Riscrivi tutte le righe dei record qui sotto, richieste comprese, moltiplicando per 2,1 ogni coordinata delle risposte e arrotondando all'intero, con le metà per eccesso. Lascia fuori le immagini.
::: Record disponibili :::
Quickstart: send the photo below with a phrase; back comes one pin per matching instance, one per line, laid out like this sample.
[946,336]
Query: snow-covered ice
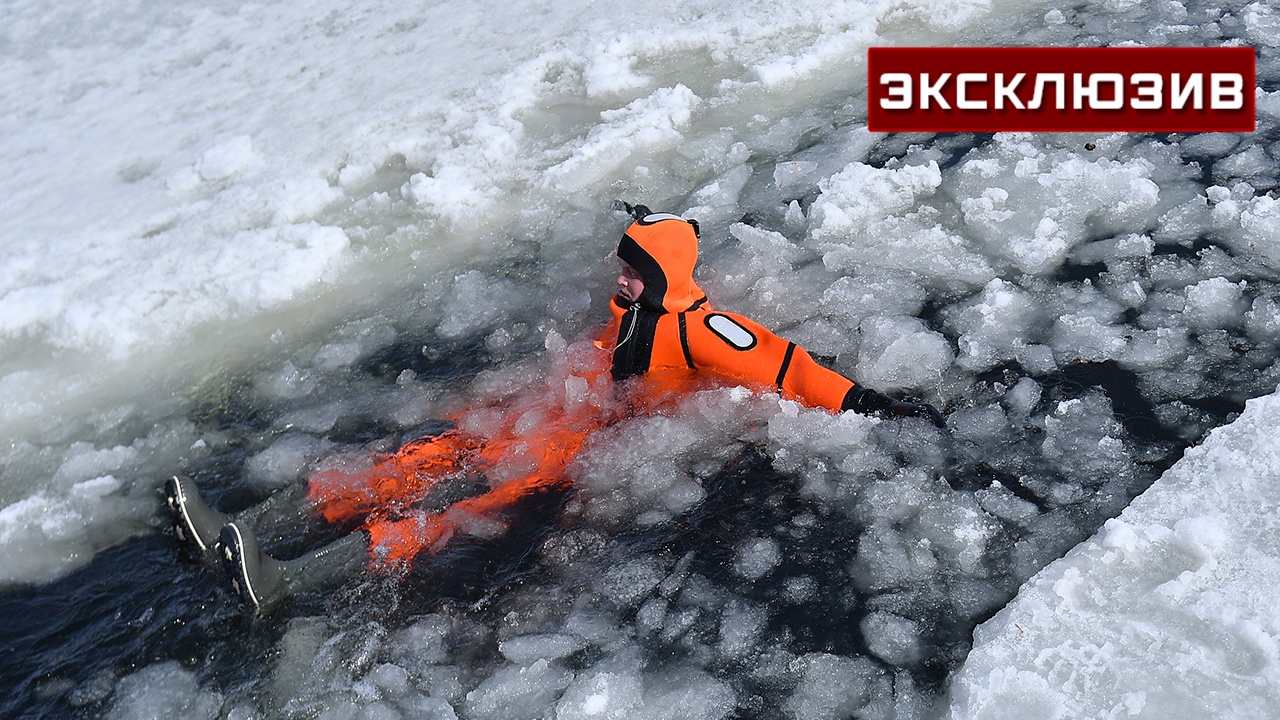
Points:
[245,241]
:::
### Risposta finale
Quickstart: send the photo below with a phrase; back comes one pin per matching instance, one per line, laid out like this sample.
[946,336]
Query: snow-covered ice
Points:
[515,506]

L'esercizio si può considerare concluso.